Items from a data source:
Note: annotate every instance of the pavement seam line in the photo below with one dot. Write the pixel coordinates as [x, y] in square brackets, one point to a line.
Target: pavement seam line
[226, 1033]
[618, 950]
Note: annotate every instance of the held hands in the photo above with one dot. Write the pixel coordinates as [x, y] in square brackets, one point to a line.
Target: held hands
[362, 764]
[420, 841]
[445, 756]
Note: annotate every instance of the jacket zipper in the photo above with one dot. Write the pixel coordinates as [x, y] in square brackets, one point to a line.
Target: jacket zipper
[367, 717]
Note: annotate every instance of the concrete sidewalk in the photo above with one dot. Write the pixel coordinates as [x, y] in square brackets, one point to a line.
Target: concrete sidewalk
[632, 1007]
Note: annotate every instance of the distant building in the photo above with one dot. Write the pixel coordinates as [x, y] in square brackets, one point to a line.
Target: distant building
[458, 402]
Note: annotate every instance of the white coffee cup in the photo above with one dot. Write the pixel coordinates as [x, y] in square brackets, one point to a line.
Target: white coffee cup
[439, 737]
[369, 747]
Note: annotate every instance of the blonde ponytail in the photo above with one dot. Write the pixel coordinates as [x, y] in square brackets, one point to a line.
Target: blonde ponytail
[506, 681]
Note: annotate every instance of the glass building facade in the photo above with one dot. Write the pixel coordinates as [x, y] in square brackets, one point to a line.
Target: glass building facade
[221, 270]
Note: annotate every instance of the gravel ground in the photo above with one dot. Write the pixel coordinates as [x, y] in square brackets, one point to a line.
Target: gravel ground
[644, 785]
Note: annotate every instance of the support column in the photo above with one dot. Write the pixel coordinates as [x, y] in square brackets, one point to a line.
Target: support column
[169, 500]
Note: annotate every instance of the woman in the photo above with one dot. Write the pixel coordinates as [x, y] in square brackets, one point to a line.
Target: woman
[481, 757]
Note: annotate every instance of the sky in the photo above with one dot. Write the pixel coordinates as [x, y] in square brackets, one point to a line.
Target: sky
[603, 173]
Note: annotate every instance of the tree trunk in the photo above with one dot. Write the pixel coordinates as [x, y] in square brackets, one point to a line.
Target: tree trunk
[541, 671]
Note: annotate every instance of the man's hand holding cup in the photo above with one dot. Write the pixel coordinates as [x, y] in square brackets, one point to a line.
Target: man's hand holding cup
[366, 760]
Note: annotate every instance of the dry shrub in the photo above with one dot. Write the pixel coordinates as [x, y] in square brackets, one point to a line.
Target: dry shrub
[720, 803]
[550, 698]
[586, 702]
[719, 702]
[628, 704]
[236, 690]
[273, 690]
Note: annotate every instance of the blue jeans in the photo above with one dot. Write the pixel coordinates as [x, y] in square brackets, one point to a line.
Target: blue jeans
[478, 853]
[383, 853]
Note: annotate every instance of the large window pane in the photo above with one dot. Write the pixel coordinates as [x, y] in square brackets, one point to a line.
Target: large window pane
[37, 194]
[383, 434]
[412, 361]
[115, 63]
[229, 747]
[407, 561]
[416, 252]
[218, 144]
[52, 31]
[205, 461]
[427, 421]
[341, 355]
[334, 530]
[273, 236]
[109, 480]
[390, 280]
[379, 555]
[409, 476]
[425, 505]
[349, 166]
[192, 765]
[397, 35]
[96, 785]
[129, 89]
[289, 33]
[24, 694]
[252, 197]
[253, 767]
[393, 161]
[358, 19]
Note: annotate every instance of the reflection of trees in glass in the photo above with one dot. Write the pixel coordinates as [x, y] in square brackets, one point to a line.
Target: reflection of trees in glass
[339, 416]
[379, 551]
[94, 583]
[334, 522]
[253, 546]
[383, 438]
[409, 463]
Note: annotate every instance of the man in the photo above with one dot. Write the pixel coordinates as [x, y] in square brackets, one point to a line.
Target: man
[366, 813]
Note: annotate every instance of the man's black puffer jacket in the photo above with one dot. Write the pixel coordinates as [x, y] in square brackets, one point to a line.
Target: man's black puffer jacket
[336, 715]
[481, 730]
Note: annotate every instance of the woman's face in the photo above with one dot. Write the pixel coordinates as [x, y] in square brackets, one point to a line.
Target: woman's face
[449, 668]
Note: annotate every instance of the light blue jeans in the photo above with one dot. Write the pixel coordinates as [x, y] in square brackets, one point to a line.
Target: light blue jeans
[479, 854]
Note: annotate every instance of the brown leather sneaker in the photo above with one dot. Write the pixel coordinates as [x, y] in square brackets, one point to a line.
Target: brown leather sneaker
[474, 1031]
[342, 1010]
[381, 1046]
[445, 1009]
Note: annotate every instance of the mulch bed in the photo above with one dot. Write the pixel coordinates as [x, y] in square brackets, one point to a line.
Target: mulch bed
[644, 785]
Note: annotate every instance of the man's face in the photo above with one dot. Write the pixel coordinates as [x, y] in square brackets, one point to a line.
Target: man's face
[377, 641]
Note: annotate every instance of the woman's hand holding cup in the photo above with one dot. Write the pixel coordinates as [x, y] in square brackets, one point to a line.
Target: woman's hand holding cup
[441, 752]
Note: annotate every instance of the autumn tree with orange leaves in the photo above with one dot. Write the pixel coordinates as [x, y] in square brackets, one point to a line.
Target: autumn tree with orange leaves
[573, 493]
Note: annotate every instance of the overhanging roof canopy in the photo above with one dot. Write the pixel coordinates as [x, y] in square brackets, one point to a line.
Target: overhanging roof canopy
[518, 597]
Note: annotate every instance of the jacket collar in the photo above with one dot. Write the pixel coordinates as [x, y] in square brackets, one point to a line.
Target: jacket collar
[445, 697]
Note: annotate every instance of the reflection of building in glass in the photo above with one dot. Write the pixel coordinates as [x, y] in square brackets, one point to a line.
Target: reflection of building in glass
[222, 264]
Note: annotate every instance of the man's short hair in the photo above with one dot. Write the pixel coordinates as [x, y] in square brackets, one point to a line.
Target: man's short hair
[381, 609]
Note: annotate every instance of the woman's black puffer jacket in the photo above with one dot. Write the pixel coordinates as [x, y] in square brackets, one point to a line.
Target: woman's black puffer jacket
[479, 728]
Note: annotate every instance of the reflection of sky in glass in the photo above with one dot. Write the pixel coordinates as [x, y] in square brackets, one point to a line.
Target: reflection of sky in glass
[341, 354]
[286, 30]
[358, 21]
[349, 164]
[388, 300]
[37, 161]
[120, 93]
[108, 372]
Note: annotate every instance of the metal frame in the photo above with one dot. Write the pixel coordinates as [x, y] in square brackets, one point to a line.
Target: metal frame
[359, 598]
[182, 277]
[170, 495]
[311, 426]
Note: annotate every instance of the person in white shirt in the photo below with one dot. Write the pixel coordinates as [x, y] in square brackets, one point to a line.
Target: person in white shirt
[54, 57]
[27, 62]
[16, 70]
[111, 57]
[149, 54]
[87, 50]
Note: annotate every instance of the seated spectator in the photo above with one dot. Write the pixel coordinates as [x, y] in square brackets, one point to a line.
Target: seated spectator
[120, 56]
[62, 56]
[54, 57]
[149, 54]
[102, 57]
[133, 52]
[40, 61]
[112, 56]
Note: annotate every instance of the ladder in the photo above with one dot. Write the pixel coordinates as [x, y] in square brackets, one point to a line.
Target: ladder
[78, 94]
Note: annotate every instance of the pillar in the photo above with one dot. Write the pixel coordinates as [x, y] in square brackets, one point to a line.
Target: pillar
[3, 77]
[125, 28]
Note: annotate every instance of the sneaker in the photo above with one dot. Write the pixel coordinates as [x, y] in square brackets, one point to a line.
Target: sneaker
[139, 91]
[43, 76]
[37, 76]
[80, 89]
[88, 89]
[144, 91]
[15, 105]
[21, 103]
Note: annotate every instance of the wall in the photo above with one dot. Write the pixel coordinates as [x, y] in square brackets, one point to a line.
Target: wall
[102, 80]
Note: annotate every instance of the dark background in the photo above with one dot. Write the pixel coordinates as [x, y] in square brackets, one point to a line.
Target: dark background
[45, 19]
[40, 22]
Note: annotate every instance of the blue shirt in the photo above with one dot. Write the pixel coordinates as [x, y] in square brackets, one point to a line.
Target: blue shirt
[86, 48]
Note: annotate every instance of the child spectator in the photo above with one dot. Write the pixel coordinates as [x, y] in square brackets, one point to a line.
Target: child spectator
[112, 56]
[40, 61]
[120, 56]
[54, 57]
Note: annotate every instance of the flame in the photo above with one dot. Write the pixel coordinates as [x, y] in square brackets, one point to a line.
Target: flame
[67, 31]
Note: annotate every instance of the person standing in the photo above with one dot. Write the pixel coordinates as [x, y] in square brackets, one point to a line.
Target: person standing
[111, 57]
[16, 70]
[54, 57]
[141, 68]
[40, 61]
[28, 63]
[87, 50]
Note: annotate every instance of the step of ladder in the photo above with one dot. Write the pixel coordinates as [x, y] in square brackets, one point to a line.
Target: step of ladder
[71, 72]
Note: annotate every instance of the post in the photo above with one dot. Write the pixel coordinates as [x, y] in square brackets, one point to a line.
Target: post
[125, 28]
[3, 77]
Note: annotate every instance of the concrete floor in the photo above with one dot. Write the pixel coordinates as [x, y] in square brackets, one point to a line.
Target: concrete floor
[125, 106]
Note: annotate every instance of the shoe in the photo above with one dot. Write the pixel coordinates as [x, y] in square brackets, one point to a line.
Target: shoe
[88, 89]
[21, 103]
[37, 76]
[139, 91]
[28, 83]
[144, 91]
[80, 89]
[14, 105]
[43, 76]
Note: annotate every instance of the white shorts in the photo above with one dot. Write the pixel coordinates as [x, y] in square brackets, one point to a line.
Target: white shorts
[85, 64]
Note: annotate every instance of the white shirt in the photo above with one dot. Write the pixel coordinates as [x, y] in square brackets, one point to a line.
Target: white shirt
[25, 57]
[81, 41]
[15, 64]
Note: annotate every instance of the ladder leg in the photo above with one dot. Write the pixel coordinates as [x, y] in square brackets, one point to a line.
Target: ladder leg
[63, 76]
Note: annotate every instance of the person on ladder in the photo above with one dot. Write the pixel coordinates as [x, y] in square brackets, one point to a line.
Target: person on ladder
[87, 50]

◆ Work order
The stretch of entries above that starts with the line containing "Target: post" and goes on through the line containing "Note: annotate every instance of the white shorts" is to be transcribed exactly, and no other line is to be transcribed.

◆ Exercise response
Target: post
[125, 28]
[3, 77]
Note: annotate every instance of the concrete floor in the photo above with one dot. Write the pixel coordinates as [x, y] in square brackets, one point to a line.
Target: concrete floor
[125, 106]
Note: annotate every instance of the shoe in the photo above with one dot. Write the pixel coordinates as [x, y] in square brackets, one point to a line.
Target: shoe
[88, 89]
[21, 103]
[37, 76]
[139, 91]
[28, 83]
[144, 91]
[80, 89]
[14, 105]
[43, 76]
Note: annotate every instance of the white shorts in the photo above with one dot. Write the pixel coordinates as [x, y] in square brackets, one point to a line.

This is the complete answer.